# [Supplied records]
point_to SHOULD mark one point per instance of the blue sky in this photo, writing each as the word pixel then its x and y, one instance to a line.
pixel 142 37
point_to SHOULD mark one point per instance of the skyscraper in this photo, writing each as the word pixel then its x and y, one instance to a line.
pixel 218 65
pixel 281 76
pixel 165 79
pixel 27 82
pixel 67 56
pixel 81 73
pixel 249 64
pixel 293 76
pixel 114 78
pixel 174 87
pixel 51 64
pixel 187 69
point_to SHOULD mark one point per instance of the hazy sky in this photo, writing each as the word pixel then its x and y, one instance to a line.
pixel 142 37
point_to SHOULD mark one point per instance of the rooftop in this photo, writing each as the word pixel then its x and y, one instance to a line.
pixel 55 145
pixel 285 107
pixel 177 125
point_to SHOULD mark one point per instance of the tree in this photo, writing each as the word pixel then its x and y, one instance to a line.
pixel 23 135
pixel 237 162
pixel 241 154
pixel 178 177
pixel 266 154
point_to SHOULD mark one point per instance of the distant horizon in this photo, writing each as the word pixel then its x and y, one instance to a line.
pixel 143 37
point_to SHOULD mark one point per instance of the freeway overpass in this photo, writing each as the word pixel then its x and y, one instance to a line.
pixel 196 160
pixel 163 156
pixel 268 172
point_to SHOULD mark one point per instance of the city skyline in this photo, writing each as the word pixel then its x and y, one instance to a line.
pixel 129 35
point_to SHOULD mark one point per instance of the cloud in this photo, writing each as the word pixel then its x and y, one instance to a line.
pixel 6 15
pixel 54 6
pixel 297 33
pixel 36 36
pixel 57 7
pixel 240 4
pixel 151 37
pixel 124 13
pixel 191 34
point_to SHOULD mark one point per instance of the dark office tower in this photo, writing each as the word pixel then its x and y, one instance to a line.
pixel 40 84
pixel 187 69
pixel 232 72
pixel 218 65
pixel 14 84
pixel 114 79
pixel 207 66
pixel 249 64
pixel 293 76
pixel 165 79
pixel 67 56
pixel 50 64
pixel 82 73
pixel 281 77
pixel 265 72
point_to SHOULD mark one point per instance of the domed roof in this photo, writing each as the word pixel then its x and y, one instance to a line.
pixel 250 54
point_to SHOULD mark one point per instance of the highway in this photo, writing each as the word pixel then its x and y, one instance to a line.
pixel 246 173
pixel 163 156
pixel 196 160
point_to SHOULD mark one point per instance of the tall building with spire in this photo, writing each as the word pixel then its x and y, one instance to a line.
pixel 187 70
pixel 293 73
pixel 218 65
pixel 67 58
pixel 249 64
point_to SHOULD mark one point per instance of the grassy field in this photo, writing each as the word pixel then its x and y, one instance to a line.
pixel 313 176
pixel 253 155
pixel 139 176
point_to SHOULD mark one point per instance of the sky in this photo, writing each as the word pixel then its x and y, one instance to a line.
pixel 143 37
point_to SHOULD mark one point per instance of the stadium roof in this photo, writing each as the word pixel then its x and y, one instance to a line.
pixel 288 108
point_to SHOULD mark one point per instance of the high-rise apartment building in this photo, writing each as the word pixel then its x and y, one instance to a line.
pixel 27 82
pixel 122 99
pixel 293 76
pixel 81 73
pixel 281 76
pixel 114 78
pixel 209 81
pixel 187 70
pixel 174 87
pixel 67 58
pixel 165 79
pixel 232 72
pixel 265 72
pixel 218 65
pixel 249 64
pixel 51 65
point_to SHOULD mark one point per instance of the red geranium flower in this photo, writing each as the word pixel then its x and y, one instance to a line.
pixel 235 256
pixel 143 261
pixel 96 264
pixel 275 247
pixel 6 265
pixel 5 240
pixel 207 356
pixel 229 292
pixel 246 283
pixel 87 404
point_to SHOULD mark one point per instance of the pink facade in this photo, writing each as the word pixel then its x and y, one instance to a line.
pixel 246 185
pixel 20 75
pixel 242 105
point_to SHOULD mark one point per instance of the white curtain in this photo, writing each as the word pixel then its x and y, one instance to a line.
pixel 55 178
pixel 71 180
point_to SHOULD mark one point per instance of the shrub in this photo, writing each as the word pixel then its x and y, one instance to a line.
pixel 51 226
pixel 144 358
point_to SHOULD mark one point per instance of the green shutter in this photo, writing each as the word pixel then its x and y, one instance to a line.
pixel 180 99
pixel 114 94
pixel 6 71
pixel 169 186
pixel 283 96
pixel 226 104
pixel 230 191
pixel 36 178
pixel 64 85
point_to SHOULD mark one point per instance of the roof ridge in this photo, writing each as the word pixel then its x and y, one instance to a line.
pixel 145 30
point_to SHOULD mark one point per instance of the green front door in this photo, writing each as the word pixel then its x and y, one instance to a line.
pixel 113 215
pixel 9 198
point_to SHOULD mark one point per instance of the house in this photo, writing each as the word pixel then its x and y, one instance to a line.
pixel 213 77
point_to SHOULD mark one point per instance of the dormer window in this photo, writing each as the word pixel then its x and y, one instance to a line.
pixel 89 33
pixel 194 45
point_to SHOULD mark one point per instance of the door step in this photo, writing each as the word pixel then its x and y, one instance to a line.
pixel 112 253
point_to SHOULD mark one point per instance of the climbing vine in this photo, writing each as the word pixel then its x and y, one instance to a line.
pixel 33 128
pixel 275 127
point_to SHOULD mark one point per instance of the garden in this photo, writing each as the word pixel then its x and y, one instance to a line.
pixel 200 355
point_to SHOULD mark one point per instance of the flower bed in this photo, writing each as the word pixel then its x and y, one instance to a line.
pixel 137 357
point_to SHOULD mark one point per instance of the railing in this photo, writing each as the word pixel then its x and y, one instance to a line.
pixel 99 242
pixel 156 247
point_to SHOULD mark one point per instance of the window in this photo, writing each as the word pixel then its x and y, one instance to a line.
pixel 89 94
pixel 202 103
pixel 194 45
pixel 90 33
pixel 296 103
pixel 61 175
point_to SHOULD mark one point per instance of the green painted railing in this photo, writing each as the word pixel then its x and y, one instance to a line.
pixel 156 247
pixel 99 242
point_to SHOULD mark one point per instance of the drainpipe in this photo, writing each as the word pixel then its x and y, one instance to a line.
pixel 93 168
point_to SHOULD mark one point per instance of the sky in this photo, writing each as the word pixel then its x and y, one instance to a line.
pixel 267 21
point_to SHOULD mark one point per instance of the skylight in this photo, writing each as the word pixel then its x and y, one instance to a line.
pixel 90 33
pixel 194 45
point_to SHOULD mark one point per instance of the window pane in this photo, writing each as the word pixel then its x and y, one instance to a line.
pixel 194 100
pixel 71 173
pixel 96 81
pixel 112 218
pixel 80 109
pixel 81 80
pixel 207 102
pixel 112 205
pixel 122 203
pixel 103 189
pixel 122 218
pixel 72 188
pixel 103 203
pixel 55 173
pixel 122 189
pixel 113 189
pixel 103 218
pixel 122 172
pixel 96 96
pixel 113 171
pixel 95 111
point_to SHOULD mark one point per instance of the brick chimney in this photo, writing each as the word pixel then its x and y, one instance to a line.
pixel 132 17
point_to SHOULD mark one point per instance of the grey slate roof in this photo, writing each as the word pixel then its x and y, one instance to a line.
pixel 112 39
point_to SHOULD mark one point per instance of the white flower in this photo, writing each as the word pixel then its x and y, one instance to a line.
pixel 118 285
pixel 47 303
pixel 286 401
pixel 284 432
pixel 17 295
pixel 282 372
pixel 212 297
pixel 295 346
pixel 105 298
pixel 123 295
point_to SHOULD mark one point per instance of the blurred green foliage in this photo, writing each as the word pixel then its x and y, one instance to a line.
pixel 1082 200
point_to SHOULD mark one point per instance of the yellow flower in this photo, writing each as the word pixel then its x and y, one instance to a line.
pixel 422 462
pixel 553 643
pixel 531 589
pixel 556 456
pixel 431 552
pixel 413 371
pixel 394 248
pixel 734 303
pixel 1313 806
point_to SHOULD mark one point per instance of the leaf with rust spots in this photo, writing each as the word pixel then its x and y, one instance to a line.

# [Task objective]
Reproduce only the lines between the line containing "point_to SHOULD mark one point per instance of the blurred" and the last line of the records, those two lines included, exactly.

# [Expected output]
point_to SHOULD mark one point per instance of the blurred green foliage in this photo, writing each as the word pixel then its x and y, one instance to a line.
pixel 1082 200
point_to SHOULD mark one point per instance of the yellow flower in this photo, writing each as the word pixel then its x and y, one instance to a line.
pixel 422 462
pixel 553 643
pixel 531 589
pixel 556 456
pixel 431 552
pixel 413 371
pixel 394 248
pixel 734 303
pixel 1313 806
point_to SHOULD mark one point per instance of the leaf with rust spots in this photo, writing each as the word pixel then its x and y, one instance to a line.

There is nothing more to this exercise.